====== RECORDS PROVIDED

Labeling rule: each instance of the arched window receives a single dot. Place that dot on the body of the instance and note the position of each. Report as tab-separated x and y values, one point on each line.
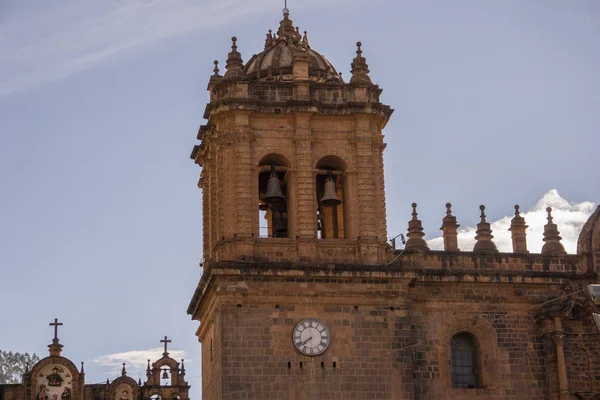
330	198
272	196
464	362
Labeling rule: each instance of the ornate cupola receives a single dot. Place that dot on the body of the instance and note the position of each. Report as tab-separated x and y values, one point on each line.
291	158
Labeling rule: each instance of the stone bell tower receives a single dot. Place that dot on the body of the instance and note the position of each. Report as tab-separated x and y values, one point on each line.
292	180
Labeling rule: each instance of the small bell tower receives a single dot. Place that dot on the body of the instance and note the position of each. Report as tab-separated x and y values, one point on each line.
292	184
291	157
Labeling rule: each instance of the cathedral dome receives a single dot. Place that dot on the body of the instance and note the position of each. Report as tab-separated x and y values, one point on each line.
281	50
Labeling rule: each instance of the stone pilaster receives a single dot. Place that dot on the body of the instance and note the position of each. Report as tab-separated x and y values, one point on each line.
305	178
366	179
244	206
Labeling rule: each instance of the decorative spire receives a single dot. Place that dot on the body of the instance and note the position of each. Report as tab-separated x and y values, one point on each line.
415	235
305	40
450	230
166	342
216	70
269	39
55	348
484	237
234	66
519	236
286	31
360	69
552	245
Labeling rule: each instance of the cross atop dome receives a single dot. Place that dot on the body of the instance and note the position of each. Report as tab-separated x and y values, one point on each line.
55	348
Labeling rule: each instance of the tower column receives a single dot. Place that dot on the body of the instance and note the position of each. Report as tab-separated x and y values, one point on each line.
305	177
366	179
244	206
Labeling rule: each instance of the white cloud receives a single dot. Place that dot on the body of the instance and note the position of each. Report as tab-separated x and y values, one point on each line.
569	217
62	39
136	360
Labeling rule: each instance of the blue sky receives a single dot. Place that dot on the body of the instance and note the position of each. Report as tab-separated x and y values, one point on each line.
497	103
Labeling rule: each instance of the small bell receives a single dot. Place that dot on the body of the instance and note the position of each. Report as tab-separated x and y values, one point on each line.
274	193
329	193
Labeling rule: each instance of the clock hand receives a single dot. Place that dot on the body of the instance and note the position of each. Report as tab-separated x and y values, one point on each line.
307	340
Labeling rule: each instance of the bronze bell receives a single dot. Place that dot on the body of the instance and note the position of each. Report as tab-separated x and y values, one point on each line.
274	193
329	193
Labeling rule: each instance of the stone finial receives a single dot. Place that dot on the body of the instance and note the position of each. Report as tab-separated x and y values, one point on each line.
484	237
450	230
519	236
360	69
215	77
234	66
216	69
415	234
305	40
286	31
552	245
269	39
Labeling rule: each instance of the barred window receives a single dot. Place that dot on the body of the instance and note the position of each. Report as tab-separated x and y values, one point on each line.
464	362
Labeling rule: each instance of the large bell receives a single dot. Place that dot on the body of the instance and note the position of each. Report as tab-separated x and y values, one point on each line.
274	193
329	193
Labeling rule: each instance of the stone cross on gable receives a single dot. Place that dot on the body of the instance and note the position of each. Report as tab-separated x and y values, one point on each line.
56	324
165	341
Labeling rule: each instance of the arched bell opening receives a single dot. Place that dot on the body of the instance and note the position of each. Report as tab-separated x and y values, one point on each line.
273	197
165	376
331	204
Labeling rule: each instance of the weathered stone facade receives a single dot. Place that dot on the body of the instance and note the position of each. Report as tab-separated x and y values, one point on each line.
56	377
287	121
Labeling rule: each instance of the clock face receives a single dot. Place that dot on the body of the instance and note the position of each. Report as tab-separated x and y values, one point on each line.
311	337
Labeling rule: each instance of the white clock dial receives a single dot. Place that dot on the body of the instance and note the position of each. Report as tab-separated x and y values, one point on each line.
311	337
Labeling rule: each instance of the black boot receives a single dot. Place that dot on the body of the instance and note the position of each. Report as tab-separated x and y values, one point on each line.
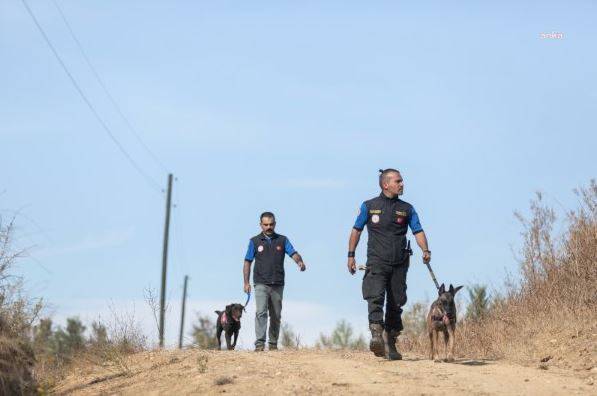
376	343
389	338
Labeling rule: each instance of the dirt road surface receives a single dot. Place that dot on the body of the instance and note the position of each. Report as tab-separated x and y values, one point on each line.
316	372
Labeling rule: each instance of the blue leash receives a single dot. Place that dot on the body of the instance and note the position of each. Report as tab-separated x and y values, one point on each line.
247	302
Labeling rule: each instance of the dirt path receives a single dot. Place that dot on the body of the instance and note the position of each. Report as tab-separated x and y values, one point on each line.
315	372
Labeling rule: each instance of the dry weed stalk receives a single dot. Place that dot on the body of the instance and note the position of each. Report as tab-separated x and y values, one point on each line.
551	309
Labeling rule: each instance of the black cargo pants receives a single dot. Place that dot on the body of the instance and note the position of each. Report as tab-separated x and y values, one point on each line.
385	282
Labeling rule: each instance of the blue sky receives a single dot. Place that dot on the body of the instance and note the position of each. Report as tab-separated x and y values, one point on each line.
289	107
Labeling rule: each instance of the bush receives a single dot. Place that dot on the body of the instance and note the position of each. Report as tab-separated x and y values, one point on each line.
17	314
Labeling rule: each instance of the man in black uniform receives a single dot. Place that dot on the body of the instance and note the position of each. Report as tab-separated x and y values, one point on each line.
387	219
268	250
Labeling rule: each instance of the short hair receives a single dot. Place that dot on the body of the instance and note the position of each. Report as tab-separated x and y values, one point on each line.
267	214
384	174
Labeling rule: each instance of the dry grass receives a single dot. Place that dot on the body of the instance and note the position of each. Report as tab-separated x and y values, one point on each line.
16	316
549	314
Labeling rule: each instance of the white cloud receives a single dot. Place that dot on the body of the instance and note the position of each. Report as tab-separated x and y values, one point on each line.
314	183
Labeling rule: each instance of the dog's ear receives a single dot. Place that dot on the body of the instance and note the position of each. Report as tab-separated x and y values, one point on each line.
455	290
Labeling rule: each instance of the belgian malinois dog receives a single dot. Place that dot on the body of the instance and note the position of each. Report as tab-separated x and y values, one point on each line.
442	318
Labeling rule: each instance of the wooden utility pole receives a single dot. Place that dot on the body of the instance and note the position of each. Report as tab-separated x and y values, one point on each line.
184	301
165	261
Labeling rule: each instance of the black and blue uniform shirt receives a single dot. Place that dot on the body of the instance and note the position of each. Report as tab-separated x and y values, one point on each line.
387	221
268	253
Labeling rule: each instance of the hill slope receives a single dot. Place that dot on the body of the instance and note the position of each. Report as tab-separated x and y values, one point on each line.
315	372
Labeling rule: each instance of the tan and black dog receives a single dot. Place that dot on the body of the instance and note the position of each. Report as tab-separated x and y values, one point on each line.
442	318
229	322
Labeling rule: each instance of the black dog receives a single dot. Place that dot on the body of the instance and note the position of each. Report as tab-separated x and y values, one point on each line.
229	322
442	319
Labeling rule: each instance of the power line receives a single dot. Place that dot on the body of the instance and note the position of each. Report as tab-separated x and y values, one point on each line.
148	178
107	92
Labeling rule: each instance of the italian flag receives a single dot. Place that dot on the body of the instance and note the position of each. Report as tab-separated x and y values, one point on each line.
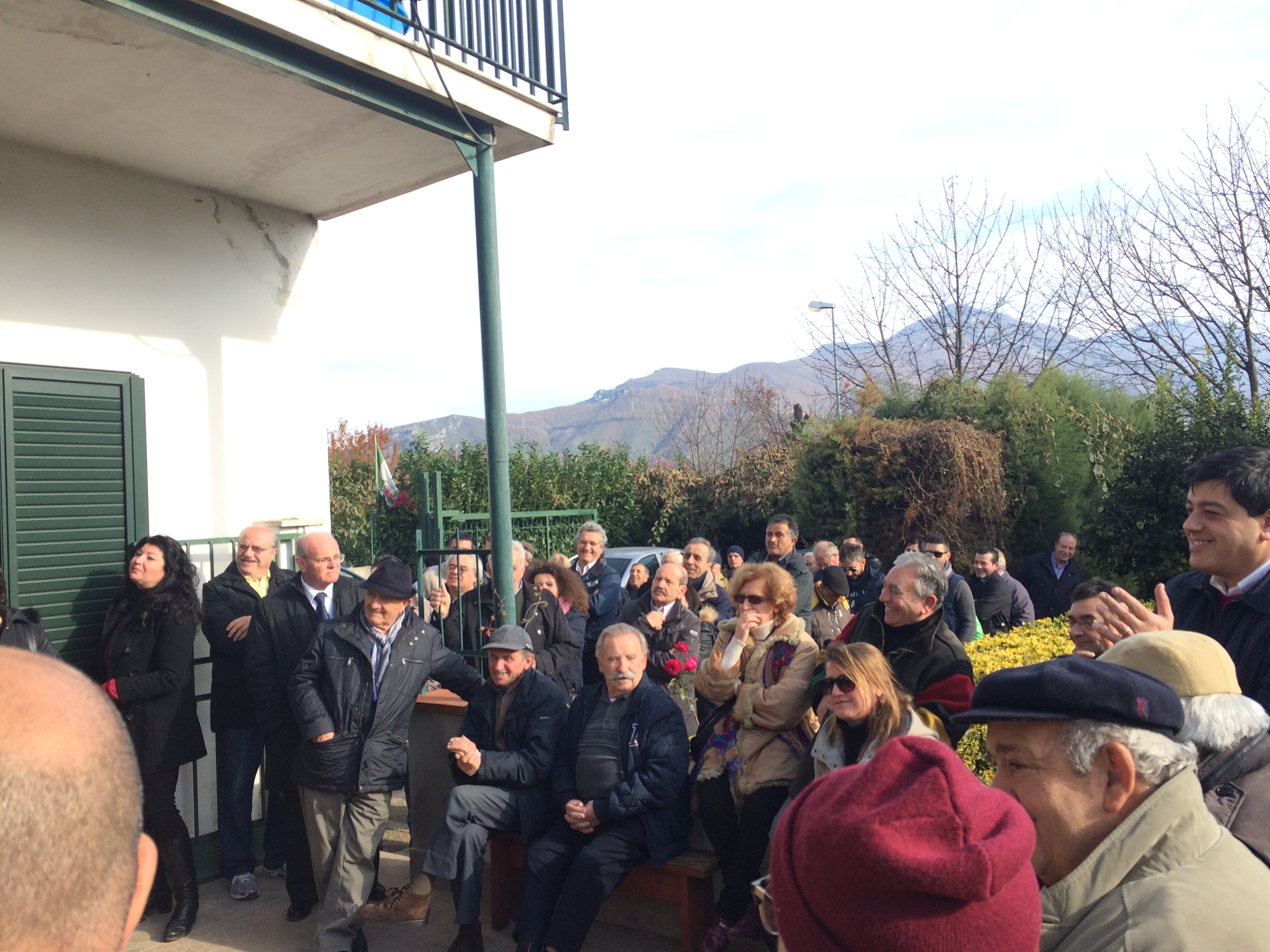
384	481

============

▶ WHAT IS EXPECTED:
Convert the data, from the line containing "Labeling rule: each instance of the black dog" through the last line of the data, into a Markdown table with the columns Row and Line, numbering each line and skipping blank ones. Leave the pictures out.

▶ SOLUTION TO THE PROBLEM:
| Row | Line |
|---|---|
| 1 | Labeling rule: each instance of the black dog receives a single dot. Place that dot on the body of the instance and note the position of each. Report as tab-separated x and y values, one point on each line. |
| 2 | 229	322 |
| 3 | 442	319 |
| 4 | Labeling rule: each instance of the power line receives a single dot. Place that dot on the body of the instance and note the position of each. Report as tab-separated x and y values, one point on each line. |
| 5 | 148	178 |
| 6 | 107	92 |
| 7 | Labeling rule: each instance of the italian flag receives a single dot. Place that dot on the body of the instance and note the position of each. Report as tab-separated x and y values, one point on each line. |
| 8 | 384	481 |